FDA to Regulate ‘Gluten-Free’ Label Claims
(WASHINGTON) -- The gluten-free aisle has become a common sight in grocery stores around the country. Now the companies who make the foods on these aisles will have to prove that their products are as gluten-free as they claim. The U.S. Food and Drug Administration on Friday introduced stricter regulations on labeling food sans gluten.
Until now, there has been no way for consumers to know what gluten-free actually means. That all changed Friday with the FDA's new rule that says, from now on, there will be a standard definition for what foods qualify as gluten-free. By this time next year, only products with less than 20 parts per million of gluten will be allowed to carry the label.
The FDA says the new rule will not only apply to foods label "gluten-free," but it will also apply to products bearing the words "no gluten," "free of gluten" and "without gluten."

» **Questions on the material**:
#1 Translate this sentence from the article on gluten-free labeling into Spanish: "The gluten-free aisle has become a common sight in grocery stores around the country."
#2 Resume the article on the FDA's gluten-free labeling rule, writing on from its final sentence.

» **Data provided**:
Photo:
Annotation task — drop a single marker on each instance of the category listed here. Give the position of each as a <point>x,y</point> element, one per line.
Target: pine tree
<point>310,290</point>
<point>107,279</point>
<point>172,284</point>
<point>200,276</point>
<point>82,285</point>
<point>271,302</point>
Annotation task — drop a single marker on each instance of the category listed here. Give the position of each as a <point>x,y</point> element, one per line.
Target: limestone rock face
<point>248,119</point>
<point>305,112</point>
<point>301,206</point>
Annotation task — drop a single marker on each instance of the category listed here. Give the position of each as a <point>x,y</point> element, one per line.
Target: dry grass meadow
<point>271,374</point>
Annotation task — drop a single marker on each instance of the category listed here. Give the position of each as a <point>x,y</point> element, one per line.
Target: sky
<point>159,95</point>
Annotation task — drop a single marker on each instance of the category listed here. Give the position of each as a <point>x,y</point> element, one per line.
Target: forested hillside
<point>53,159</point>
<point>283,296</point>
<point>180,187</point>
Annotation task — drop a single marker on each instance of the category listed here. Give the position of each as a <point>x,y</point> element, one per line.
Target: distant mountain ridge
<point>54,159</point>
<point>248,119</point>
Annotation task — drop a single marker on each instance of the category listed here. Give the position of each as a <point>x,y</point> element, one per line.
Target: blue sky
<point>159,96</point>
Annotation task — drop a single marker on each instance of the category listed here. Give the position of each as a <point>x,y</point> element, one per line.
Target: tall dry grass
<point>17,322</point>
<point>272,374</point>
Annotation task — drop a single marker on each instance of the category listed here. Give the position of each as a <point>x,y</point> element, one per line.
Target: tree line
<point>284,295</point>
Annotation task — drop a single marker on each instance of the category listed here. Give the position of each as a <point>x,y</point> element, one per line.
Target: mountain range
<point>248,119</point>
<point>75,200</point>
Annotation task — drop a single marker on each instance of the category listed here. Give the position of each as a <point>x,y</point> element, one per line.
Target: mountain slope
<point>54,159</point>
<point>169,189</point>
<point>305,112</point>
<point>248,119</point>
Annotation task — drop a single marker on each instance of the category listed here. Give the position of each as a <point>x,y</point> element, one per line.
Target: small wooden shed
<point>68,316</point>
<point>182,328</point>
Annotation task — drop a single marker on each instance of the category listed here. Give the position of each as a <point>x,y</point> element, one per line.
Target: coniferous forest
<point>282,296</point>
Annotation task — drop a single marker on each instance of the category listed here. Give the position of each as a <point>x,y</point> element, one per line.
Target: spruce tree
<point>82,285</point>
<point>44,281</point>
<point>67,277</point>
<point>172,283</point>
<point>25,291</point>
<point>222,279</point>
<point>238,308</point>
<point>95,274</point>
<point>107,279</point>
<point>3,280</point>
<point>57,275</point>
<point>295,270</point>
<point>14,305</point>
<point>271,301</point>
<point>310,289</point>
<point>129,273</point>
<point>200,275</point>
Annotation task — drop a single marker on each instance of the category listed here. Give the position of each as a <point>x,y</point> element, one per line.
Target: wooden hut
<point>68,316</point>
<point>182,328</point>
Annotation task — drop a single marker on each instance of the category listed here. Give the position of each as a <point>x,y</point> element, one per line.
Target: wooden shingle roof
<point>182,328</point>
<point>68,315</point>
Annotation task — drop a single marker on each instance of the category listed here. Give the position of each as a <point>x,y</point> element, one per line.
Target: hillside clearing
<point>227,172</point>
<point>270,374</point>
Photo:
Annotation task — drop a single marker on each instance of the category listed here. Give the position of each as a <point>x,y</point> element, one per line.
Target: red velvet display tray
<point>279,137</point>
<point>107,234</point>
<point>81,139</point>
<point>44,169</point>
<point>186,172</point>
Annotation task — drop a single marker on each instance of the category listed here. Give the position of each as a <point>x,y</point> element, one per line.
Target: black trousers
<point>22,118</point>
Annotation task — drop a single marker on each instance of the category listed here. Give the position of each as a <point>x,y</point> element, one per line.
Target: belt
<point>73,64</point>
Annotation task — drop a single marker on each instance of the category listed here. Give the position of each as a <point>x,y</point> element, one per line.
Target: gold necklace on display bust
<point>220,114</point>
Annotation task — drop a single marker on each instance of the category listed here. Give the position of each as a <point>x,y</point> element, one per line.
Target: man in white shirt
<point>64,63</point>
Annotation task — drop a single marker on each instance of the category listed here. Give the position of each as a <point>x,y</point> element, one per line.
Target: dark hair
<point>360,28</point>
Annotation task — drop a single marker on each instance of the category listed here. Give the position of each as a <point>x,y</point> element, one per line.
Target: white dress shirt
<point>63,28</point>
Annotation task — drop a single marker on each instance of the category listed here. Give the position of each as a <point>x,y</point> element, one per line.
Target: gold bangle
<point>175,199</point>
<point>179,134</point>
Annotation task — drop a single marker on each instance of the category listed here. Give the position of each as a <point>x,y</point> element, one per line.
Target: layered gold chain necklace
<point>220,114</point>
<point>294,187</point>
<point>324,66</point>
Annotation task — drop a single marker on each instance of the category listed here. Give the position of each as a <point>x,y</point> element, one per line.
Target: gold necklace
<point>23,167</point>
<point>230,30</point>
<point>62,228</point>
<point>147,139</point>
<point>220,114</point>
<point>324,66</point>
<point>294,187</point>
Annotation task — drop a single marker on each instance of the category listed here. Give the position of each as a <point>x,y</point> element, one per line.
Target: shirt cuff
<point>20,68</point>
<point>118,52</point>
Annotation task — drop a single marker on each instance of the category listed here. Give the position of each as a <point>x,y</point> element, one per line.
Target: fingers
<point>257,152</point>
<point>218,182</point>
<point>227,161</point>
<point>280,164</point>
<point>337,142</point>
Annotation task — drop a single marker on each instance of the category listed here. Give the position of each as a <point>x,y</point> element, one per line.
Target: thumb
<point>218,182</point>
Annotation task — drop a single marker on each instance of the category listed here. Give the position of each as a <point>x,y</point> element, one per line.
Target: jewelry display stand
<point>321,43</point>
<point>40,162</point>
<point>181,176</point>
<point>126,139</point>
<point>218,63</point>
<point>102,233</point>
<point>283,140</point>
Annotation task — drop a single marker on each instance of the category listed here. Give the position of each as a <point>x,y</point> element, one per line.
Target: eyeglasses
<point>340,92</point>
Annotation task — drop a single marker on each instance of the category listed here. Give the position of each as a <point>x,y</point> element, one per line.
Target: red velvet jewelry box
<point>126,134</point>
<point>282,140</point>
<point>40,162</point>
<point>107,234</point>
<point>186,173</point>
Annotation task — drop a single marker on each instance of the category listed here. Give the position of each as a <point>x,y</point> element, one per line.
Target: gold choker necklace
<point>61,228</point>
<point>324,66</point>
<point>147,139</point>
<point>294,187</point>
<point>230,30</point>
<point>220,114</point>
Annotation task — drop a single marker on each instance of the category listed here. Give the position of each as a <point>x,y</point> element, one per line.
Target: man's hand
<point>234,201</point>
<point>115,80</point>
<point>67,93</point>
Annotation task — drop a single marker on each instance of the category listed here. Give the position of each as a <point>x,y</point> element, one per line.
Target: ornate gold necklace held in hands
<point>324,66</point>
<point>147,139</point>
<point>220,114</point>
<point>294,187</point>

» **Answers for the tasks**:
#1 El pasillo de productos sin gluten se ha convertido en algo habitual en los supermercados de todo el país.

#2
"We encourage the food industry to come into compliance with the new definition as soon as possible and help us make it as easy as possible for people with celiac disease to identify food that meet the federal definition of 'gluten-free,'" Michael Taylor, the FDA's deputy commissioner for foods and veterinary medicine, said in a statement.
Gluten refers to proteins that occur naturally in wheat, rye, barley and cross-bred hybrids of these grains, the FDA says. For up to 3 million Americans with celiac disease, eating gluten can lead to terrible digestive symptoms. But they're not the only ones buying gluten-free foods. These products have become synonymous with a healthy diet, making gluten-free a $4.2 billion industry.
Of course, unless you have celiac disease or gluten intolerance, there is no proven reason to avoid gluten. But for those who do need to go gluten-free, the new FDA rule is an important step in protecting their health.